◆ **Action item**:
In how many lines of the listing below does the word "rocky" occur? Say only the number.

---*---

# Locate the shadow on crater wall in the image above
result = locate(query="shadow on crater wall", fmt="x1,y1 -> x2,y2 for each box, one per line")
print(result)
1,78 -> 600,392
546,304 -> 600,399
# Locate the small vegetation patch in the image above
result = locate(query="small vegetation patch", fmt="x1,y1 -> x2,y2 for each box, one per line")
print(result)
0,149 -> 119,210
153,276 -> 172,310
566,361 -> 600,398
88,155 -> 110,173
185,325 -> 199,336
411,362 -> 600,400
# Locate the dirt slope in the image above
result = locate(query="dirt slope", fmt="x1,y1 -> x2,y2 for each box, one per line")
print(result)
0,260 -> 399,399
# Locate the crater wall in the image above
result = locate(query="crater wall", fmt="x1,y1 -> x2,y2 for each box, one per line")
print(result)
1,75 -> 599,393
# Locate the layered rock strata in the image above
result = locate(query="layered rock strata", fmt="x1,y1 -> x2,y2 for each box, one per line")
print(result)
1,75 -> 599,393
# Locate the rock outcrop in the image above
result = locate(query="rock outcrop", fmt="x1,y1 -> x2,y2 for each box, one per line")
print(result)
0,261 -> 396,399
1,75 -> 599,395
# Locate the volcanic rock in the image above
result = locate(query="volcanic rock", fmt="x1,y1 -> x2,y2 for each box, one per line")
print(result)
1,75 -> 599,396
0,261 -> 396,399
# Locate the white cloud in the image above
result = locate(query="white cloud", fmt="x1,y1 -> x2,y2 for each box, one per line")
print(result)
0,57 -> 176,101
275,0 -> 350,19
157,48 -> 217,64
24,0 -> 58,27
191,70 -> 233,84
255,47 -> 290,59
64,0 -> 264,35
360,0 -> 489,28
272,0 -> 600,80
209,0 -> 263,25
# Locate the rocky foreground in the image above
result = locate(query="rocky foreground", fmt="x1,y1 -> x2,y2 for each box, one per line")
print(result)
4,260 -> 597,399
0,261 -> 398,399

---*---

◆ **Solution below**:
2